• _Problem requirements_: Write the next part of the Nargis Fakhri interview, picking up after its final sentence.

• _Source document_:
"Bollywood Has Made Me More Negative and Cynical Than My Past in Queens Has"

A no-holds-barred interview with the straight-shooter, Nargis Fakhri

Saumyaa Vohra

If there's one thing Nargis Fakhri ain't, it's a shrinking violet. We went in for an interview and came out a 100% convinced she needs her own sitcom—stat!

By Saumyaa Vohra; Photographs by Rohan Shrestha; Styling by Amandeep Kaur


"No one Makes It Out of There, and I Did"

"Growing up in Queens (New York) shaped me in ways that still stick. You grow up poor; you learn to value money fiercely. You see so much sh*t on the streets, you learn to fend for yourself, you develop an instinct. But you'd be surprised at how giving poor folk are—if they've got a single egg, they'll cook it and split it in half with someone else. That's sharing on the streets. You'd also see some pretty gruesome stuff. When women used to fight, there'd be a trail of hair left on the street (the girls from my 'hood' were pretty sold on hair extensions and wigs). It could get crazy as hell. But no one really makes it out of there, and I did, and that's a big deal. I don't miss anything at all about it, but strangely enough, it's -w. This life of film glamour looks all glossy on the outside, but my friends know how much I envy their stable lives, jobs, and families—that I want what they've got."

"God Bless the Guy Who Invented Namaste""Coming to India—total culture shock! At first, the language just sounded like 'bada bada bada'. I didn't know what the f*ck I was saying! Rockstar was an absolute impulse move—and I think I did a bang-up job! I'd like to see someone else go to China, learn Chinese (and acting!) from scratch and be the female protagonist of the film. Anyone? Anyone? That's what I thought. There are still things I haven't come to terms with—I've developed wicked OCD in my time here; I don't even shake hands with people! God bless the guy who invented namaste! People get acid reflex because they don't wash their hands enough, and they're all, 'Hey, just have some Pudin Hara!'. Everyone thinks I'm overreacting, but I'm not! Plus, there's all this pressure about marriage! Indian parents think marriage is the ultimate goal and they just push their kids into marrying way too young—sometimes, to people they don't even know! I find this whole race to the altar very strange."

[Rows from a pointing dataset]
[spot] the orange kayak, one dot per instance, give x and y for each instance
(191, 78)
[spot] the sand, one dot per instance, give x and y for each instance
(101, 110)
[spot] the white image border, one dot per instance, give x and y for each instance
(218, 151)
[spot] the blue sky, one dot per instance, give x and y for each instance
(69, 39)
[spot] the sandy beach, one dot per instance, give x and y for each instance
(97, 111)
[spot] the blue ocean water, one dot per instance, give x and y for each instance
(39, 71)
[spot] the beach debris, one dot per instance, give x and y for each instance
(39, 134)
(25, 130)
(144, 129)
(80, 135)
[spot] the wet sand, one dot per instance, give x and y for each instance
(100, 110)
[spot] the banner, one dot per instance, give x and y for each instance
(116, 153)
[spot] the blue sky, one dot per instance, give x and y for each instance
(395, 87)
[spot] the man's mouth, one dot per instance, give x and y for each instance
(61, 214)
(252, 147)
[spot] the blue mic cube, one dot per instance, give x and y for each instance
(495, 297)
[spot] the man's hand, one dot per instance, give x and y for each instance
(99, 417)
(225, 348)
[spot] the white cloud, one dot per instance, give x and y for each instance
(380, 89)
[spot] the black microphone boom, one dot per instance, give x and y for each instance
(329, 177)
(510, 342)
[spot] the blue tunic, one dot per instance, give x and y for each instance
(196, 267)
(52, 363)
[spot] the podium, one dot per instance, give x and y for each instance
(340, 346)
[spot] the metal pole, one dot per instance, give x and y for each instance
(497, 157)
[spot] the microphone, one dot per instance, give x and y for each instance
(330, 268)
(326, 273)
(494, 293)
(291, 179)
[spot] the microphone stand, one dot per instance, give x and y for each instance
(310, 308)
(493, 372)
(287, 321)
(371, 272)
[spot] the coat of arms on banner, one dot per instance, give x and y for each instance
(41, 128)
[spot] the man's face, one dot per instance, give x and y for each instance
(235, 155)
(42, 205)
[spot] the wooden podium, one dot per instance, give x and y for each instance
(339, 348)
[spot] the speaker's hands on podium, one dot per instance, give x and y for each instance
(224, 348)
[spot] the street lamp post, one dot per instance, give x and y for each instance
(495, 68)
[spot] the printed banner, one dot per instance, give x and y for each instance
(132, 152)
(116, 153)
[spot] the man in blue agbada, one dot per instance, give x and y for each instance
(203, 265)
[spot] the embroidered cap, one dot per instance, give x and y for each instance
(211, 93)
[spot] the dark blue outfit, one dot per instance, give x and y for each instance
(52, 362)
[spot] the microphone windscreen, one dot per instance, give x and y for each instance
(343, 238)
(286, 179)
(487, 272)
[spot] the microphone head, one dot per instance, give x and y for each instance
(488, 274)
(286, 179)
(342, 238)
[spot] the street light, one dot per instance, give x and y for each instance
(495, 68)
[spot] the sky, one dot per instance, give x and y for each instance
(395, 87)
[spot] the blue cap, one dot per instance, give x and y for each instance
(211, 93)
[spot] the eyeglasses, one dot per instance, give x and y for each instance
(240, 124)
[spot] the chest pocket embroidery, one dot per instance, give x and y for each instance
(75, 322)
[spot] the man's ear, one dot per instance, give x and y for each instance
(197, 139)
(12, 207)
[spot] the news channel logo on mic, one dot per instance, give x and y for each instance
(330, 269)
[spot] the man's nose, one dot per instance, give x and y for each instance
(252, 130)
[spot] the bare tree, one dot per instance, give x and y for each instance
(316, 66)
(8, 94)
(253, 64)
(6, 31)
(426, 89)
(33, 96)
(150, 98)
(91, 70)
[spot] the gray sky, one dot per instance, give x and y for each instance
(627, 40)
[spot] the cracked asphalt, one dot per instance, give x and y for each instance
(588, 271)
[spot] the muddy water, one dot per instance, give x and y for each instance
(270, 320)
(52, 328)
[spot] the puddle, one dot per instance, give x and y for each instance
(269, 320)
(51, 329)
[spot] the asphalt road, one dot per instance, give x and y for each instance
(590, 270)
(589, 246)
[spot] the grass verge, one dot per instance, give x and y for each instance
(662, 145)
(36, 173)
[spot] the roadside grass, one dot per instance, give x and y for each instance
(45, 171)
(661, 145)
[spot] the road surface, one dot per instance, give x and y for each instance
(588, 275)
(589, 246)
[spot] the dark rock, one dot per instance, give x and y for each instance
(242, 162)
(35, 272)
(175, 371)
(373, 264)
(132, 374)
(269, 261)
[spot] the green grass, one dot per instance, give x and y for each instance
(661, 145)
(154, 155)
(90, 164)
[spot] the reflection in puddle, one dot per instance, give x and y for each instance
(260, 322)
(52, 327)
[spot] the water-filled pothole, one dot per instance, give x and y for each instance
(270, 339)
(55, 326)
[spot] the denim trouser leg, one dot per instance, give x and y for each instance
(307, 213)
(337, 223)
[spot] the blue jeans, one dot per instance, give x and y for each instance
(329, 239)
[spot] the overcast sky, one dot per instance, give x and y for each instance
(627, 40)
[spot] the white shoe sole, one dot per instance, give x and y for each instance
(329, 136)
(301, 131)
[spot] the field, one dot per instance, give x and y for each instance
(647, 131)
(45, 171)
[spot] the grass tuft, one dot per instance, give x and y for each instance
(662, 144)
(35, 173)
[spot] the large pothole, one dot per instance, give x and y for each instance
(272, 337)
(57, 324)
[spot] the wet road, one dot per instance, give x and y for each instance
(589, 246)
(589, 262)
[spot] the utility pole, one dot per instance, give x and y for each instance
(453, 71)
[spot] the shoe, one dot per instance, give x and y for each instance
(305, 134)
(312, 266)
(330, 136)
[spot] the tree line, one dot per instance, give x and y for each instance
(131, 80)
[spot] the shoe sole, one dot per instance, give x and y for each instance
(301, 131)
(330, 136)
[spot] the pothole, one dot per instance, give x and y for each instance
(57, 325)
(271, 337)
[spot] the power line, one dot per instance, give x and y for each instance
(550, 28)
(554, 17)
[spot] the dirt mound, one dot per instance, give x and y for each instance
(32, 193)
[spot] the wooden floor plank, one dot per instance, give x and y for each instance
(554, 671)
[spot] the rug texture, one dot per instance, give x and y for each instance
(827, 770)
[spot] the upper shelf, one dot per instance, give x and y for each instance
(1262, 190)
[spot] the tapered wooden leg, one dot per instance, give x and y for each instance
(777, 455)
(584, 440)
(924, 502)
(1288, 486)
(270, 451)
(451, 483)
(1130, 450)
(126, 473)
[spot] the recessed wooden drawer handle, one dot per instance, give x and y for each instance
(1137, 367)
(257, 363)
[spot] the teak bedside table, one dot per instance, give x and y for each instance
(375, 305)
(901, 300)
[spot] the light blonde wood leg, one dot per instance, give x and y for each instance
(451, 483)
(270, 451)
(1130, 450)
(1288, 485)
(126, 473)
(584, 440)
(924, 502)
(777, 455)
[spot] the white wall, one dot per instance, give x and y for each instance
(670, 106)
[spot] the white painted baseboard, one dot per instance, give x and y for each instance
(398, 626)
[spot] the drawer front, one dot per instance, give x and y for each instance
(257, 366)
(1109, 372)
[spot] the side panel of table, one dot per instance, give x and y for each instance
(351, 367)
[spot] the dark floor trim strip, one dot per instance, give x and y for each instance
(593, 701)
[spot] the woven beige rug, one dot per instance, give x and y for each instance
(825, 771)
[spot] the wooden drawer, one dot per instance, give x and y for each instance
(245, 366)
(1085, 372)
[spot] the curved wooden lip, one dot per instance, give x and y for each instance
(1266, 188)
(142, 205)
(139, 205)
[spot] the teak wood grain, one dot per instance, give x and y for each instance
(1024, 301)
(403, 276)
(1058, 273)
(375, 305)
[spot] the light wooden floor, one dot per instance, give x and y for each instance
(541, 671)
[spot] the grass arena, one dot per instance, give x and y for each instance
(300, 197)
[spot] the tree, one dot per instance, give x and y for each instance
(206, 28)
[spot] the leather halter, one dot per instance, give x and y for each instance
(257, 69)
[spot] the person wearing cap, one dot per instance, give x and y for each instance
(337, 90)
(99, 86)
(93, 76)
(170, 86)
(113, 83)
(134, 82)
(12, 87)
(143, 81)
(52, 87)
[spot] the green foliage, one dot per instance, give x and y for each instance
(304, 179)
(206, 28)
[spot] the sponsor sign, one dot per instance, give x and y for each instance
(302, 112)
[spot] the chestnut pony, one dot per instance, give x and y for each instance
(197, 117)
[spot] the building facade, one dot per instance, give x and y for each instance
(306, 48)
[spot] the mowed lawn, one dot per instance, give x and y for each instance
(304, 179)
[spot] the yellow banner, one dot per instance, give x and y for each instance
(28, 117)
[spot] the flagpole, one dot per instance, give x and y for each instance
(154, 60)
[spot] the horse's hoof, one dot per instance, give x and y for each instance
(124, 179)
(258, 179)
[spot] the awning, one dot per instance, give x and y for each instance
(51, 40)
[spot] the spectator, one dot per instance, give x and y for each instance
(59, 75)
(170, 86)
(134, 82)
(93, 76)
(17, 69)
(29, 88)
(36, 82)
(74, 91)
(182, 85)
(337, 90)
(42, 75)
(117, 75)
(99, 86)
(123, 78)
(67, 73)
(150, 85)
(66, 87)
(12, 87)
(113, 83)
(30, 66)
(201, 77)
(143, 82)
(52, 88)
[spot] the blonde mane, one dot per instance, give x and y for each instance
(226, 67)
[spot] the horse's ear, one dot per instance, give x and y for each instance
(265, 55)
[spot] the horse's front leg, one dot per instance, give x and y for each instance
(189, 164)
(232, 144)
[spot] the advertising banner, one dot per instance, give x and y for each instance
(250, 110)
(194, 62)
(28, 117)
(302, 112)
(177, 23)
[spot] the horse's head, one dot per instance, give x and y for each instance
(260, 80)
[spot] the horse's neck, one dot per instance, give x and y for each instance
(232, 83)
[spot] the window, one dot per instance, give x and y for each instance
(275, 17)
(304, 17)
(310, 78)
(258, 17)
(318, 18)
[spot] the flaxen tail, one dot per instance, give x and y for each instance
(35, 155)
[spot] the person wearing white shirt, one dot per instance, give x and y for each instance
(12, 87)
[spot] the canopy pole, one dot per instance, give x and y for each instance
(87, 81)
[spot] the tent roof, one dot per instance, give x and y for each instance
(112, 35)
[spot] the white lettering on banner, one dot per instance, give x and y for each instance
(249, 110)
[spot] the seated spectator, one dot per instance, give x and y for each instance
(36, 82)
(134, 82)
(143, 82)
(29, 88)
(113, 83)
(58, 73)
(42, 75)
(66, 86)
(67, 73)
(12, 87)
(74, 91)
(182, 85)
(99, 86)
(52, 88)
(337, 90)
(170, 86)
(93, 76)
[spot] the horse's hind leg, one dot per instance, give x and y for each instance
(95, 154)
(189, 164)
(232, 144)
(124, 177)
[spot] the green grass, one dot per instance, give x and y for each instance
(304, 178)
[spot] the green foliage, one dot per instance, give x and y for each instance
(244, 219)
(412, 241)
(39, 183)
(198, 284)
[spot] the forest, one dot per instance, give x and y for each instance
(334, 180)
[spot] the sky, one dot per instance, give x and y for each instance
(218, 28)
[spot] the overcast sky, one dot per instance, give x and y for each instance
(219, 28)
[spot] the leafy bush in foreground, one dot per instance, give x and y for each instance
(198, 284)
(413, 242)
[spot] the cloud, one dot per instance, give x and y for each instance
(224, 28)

• _Result_:
"Why Can't I Say 'Vagina'?""Marriage is such a biggie box to check, but sex is never up for open discussion. I mean, India's so supremely over-populated. Where are all the babies coming from?! Maybe if we talked about it, they'd stop popping out all the time! People have such a strong reaction to the word 'vagina', I've been told I can't say it! If we talked about sex—we'd regularise it. If, say, people walked around naked all the time, it wouldn't be so taboo (like homeless children walking around naked at Bombay signals—which to me was extremely traumatic, but it doesn't bother other people because they see it every day). The mammoth change needs to happen in the media—films, magazines, and TV channels. Everyone's having sex, so why table the topic?"

"I Hate Painting My Face"

"There's always a lot of pressure to look good—and it's harder for me, who loathes the whole hair-and-make-up thing (people fussing with your face and hair when it already looks fine is as bad as the sound of nails scraping against a blackboard! Is that making you cringe? Well, now you know how I feel). I feel like a lot of that is created by the corporate industry—we're all terribly insecure, and they make products that feed off of that to make us buy more things.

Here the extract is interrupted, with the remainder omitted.